(Entries for locating named things)
● ● ● ● ●

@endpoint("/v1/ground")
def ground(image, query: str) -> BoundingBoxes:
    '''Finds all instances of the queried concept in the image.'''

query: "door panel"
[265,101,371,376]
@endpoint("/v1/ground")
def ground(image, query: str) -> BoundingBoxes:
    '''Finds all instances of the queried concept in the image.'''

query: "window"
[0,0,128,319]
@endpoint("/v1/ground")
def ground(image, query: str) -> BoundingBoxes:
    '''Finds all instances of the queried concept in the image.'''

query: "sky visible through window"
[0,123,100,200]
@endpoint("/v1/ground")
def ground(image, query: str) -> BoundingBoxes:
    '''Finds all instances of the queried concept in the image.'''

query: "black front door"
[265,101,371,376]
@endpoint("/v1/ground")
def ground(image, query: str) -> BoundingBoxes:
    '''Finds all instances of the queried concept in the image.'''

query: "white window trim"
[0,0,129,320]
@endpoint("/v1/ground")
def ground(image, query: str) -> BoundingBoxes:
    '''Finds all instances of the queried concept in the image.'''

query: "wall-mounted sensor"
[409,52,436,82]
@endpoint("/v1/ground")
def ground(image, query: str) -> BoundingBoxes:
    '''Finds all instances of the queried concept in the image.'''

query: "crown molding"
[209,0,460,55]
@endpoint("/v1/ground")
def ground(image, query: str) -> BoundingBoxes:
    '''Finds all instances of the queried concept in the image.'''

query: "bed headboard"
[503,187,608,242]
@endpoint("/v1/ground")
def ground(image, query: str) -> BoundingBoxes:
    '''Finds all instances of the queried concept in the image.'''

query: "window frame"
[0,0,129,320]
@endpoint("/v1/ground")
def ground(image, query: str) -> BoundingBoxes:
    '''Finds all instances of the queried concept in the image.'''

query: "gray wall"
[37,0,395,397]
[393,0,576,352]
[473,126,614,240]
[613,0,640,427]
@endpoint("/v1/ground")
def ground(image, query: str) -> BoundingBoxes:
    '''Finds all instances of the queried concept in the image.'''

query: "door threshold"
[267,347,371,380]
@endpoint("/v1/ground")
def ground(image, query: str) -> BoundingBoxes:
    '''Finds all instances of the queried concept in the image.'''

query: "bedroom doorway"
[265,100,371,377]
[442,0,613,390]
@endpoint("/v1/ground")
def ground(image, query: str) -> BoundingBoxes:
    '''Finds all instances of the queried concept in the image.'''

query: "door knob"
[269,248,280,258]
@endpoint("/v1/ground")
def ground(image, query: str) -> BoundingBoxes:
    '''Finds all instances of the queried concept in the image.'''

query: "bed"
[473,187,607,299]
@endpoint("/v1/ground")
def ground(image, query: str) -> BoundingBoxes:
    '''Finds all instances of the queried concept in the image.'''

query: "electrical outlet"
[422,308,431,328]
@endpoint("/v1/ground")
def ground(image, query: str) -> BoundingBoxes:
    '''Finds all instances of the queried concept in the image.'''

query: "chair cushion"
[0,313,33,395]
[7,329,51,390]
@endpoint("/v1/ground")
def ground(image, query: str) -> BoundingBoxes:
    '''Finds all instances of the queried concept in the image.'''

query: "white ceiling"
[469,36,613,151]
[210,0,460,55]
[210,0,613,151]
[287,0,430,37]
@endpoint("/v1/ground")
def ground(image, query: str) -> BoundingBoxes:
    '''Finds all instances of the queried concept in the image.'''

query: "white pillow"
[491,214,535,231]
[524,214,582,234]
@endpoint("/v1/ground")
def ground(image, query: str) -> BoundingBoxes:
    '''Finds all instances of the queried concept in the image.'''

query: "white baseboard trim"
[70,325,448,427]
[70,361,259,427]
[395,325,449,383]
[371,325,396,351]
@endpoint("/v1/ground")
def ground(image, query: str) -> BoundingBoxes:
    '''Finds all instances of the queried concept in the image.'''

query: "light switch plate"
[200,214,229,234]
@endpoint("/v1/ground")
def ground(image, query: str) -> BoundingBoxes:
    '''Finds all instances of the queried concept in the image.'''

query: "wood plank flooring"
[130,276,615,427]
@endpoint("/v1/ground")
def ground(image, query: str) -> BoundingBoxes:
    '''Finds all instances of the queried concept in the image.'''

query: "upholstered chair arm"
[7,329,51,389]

● ● ● ● ●

Return the lines of every row above, character for character.

@endpoint("/v1/ground")
def ground(image, query: str) -> BoundingBoxes:
    '''Finds all instances of the queried concept in the image.'''

query: "door panel"
[265,101,371,376]
@endpoint("/v1/ground")
def ground(image, query: str) -> BoundingBoxes:
    '''Finds all instances of the queried concept in the image.'''

query: "window"
[0,0,128,319]
@endpoint("/v1/ground")
def ground(image, query: str) -> BoundingBoxes:
    '''Finds all instances of the queried concept in the image.'''

query: "sky visible through window"
[0,123,100,200]
@endpoint("/v1/ground")
def ground(image, query: str) -> BoundingBoxes:
    '''Finds all instances of the queried concept in the image.'''

query: "black front door"
[265,101,371,376]
@endpoint("/v1/ground")
def ground(image, query: str) -> BoundingBoxes:
    '''Finds all instances of the queried concept in the image.'''

query: "white window trim"
[0,0,129,320]
@endpoint("/v1/ground")
def ground(image, query: str) -> BoundingBoxes:
    '''Finds all instances of the queried concept in the image.'''

query: "wall-mounted sensor"
[409,52,436,82]
@endpoint("/v1/ground")
def ground(image, query: str) -> BoundingBoxes:
    '''Finds all instances of the queried concept in the image.'''

query: "crown molding"
[209,0,460,55]
@endpoint("/v1/ground")
def ground(image, query: str) -> BoundingBoxes:
    '''Finds all instances of the queried concept in the image.'''

query: "bed headboard"
[503,187,608,242]
@endpoint("/v1/ground")
def ground(image, query: str) -> BoundingBoxes:
    '''Finds all instances of the queried concept in the image.'''

query: "window frame"
[0,0,129,320]
@endpoint("/v1/ground")
def ground(image, query: str) -> BoundingBoxes:
    '''Finds all instances of the queried concept in the image.'''

query: "gray wall"
[37,0,395,397]
[393,0,576,352]
[473,126,614,240]
[613,0,640,427]
@endpoint("/v1/ground")
def ground(image, query: str) -> BoundingBoxes:
    '''Finds all instances of the queried concept in the image.'''

query: "door threshold"
[267,347,371,380]
@endpoint("/v1/ground")
def ground(image, query: str) -> BoundingBoxes:
    '''Finds all instances of the queried concept in the image.'''

query: "bedroom doorway"
[265,100,371,377]
[442,0,613,390]
@endpoint("/v1/ground")
def ground(image, query: str) -> BoundingBoxes:
    '''Finds all instances of the queried concept in the image.'''

query: "door knob"
[269,248,280,258]
@endpoint("/v1/ground")
def ground(image, query: str) -> BoundingBoxes:
    '''Finds all instances of the queried concept in the image.'''

query: "bed"
[473,187,607,299]
@endpoint("/v1/ground")
def ground(image, query: str) -> BoundingBoxes:
    '''Finds all instances of the queried concept in the image.'''

query: "electrical outlet"
[422,308,431,328]
@endpoint("/v1/ground")
def ground(image, query: str) -> BoundingBoxes:
    '''Finds all instances of the queried concept in the image.'''

query: "chair cushion"
[0,313,33,395]
[7,329,51,390]
@endpoint("/v1/ground")
def ground(image, query: str) -> BoundingBoxes:
    '''Finds all instances of the queried concept in the image.'''

query: "white ceiling"
[469,36,613,151]
[210,0,460,55]
[210,0,613,151]
[287,0,430,37]
@endpoint("/v1/ground")
def ground(image, query: str) -> BoundingBoxes:
    '''Finds all instances of the queried concept in the image.'''

query: "white pillow"
[491,214,535,231]
[524,214,582,234]
@endpoint("/v1/ground")
def ground(image, query: str) -> BoundingBoxes:
    '''Finds all instances of the queried concept in the image.'''

query: "white baseboard trim"
[70,325,448,427]
[70,361,259,427]
[395,325,449,383]
[371,325,396,351]
@endpoint("/v1/ground")
def ground(image, query: str) -> BoundingBoxes:
    '''Finds all instances of the queried concept in the image.'''

query: "light switch plate"
[200,214,229,234]
@endpoint("/v1/ground")
def ground(image, query: str) -> BoundingBoxes:
    '''Finds all instances of the queried concept in the image.'''

query: "wood plank flooring"
[130,276,615,427]
@endpoint("/v1/ground")
def ground(image, query: str) -> BoundingBoxes:
    '''Finds all instances of the queried concept in the image.'''

query: "upholstered chair arm"
[7,329,51,389]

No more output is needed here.